→ **Written problem 1**: According to the interview with Rodrigo Mateo, during which year of college did he take a painting class?

→ **Page**:

Today we’d like to introduce you to Rodrigo Mateo.

Every artist has a unique story. Can you briefly walk us through yours?
I was Born in Argentina and spent my youth there. I was encouraged to draw from an early age and had a fascination with comic books. I would spend hours copying from them and dreamed of someday creating my own graphic novels.

I moved to the United States as a young teenager and attended High school and college in Upstate New York.
My love for comic books remained strong but as I grew older, my passion for film grew. I saw film making as the greatest tool for story telling as it combined sound and image and writing. I toyed briefly with the idea of film making, but I found the actual work too technical and detached. I felt disillusioned and missed the material and physical qualities of drawing. On a whim I attended a painting class during my third year of college and I was surprised that I actually liked it. The history of painting, the smells, the paints, I enjoyed it all. I loved the fact that the tools and materials were the same they had been before and after Rembrandt or Caravaggio’s time. I liked that the “software” or “Hardware” did not need to be updated every few months, it felt very human.

That was the first time I seriously considered becoming a painter. However, the more I delved into the fine arts world I found it leaned heavily on concept and not enough on technique. I tried on my own to figure things out; i.e. how to draw what’s in front of you, how to create the illusion of depth, how to mix colors. In short, how to make things look like things. The books I read and my professors could not help. I came to the conclusion that only a genius could paint realistically.

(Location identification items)
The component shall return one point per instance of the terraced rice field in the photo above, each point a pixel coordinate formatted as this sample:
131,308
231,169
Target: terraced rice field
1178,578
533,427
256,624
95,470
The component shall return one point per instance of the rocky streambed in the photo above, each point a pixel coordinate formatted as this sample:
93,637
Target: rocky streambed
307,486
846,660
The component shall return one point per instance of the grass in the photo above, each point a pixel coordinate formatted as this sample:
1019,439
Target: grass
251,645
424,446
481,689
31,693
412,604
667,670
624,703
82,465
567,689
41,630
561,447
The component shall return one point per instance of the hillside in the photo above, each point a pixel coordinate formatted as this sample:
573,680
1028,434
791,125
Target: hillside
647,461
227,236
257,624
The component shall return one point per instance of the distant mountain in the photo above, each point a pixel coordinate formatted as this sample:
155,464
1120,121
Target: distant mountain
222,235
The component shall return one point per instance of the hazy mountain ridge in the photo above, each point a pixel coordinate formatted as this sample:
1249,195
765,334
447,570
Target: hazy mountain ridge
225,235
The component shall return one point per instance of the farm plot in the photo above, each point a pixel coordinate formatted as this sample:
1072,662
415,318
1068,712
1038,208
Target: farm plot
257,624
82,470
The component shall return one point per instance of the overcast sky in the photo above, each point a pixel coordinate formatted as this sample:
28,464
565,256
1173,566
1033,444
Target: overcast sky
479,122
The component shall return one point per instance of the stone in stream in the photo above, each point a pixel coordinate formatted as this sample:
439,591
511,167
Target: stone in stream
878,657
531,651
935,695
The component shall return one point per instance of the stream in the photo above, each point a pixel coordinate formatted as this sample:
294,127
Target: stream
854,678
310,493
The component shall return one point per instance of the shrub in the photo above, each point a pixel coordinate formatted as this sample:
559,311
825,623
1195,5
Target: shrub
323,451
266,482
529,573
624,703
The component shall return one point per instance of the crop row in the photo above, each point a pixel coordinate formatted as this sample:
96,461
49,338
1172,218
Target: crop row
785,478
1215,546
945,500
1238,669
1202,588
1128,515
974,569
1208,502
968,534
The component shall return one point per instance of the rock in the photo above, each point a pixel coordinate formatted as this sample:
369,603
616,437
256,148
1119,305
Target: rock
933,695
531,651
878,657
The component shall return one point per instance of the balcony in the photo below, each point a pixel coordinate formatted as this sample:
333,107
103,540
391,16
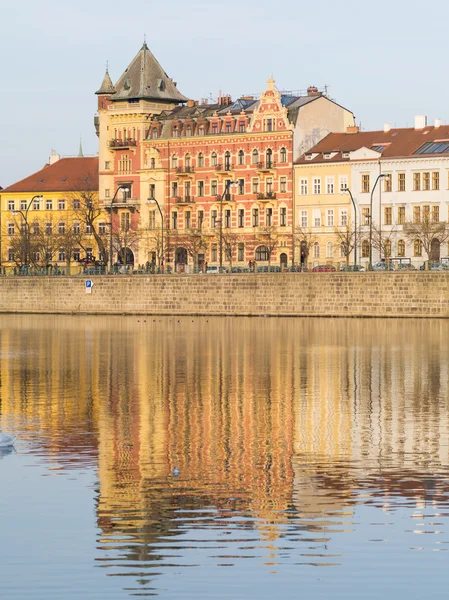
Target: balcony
185,171
224,168
266,196
184,199
266,166
119,144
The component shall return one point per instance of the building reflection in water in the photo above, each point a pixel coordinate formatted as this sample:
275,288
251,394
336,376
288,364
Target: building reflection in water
279,427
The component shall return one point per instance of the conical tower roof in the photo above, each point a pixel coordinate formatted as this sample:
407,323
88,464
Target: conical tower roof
145,78
106,86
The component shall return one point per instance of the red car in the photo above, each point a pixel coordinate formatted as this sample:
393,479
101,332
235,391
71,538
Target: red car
324,269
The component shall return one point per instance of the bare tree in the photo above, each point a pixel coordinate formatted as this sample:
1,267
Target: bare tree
428,232
306,239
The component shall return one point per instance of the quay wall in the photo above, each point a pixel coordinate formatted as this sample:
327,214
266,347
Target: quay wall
408,294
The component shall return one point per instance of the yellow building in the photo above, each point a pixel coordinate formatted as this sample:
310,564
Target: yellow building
324,216
52,218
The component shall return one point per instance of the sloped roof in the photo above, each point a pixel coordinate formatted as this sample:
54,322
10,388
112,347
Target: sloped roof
145,78
65,175
396,143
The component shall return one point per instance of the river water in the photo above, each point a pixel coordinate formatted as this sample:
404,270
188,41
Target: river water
313,458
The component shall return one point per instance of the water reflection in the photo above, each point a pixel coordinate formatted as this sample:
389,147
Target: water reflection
281,429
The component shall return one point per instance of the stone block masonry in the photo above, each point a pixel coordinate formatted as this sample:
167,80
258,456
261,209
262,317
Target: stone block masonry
410,294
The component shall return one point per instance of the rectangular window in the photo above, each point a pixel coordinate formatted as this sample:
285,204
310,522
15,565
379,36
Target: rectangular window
304,218
365,184
283,217
343,183
416,214
436,180
255,217
365,216
436,214
416,182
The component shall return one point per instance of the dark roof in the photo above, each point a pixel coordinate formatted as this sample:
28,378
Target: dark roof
395,143
65,175
145,78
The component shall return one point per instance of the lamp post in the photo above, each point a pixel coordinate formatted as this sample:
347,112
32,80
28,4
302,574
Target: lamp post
347,190
154,201
371,222
226,190
125,189
24,215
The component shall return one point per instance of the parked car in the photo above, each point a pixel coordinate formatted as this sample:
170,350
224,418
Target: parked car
324,269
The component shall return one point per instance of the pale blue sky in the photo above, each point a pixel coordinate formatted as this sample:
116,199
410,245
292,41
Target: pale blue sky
385,60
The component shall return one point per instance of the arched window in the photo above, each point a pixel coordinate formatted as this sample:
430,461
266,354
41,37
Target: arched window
262,253
365,249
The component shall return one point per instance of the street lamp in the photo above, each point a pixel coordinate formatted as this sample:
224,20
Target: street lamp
154,201
347,190
24,215
125,189
226,190
371,222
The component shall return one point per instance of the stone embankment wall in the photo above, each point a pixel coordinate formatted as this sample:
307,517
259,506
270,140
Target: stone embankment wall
412,294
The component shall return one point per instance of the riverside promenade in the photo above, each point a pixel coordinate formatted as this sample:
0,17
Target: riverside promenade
406,294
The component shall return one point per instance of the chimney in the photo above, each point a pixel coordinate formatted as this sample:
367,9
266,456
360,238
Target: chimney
312,90
54,157
420,121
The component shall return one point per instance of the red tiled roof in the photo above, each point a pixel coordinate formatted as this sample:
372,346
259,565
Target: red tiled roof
65,175
398,143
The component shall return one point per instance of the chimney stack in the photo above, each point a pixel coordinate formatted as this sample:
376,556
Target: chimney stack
420,121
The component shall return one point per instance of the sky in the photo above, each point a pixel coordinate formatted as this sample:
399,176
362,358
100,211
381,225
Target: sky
385,61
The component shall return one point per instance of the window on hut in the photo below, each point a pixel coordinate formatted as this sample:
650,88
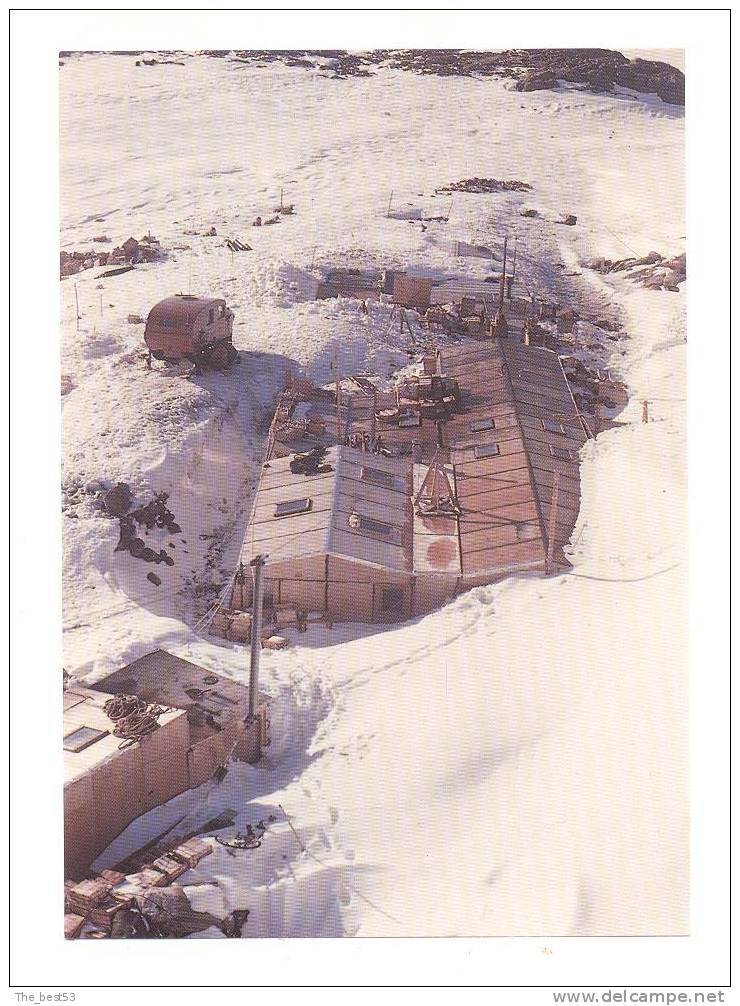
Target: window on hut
291,507
486,451
560,453
375,528
387,480
391,598
82,737
409,420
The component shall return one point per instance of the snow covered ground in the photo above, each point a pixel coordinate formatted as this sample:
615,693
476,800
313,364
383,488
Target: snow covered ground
515,764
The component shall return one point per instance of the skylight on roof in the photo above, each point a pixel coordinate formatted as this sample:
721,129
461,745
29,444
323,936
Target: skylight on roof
292,507
487,450
552,427
82,737
377,477
480,425
561,453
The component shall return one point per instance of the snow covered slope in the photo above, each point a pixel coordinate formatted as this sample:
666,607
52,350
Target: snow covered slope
515,763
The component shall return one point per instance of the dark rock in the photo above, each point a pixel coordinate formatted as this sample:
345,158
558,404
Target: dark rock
119,499
537,80
137,547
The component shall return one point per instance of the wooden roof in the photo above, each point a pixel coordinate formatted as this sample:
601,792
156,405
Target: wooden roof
356,484
517,424
505,498
83,707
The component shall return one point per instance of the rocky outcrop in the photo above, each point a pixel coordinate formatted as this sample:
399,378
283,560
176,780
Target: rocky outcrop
651,271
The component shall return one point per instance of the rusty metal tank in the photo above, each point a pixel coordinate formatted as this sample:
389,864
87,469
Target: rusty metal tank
194,328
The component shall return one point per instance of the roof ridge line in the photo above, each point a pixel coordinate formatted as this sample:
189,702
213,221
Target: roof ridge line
530,470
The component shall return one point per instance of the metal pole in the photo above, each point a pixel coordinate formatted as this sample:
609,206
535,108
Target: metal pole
503,275
339,397
256,632
514,257
373,407
552,530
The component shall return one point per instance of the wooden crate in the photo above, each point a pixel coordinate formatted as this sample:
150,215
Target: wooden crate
102,914
113,876
72,925
192,851
82,897
171,867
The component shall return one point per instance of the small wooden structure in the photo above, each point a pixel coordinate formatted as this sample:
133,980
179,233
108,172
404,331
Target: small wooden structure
110,782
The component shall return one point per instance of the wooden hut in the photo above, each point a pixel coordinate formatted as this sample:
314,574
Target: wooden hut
470,489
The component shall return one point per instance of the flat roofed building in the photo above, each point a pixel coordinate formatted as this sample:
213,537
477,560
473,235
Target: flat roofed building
110,782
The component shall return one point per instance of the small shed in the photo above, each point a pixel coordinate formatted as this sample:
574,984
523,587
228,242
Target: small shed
109,782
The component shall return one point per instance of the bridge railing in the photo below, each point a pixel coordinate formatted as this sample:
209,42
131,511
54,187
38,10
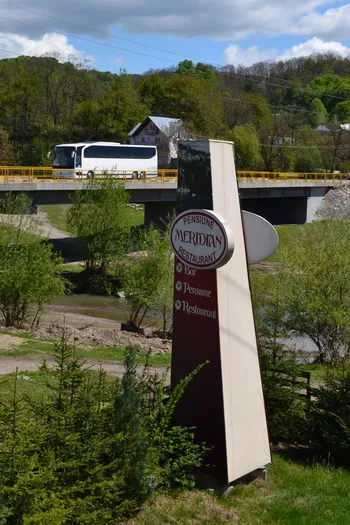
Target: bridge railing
268,176
36,174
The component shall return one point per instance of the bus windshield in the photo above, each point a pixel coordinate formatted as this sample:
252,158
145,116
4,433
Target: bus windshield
63,157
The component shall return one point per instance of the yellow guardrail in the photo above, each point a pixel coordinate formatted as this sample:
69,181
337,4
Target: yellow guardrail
35,174
31,174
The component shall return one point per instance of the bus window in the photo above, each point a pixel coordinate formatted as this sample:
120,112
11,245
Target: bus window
78,157
63,157
119,152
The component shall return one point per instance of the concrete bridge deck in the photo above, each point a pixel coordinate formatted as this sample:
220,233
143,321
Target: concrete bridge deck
278,200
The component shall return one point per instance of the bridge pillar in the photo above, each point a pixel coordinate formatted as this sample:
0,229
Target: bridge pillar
314,201
157,213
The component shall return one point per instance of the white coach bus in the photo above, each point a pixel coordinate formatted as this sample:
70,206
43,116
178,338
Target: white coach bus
89,159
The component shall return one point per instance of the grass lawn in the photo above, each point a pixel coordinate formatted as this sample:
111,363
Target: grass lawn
32,347
294,494
57,215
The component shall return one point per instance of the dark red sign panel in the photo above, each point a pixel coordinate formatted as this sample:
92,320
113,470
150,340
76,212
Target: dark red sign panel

→ **Written problem 2**: Count the rows that contain the word "balcony", matching case exactly, and reply with the number alone.

→ **Complete answer 1**: His third year of college.

→ **Complete answer 2**: 2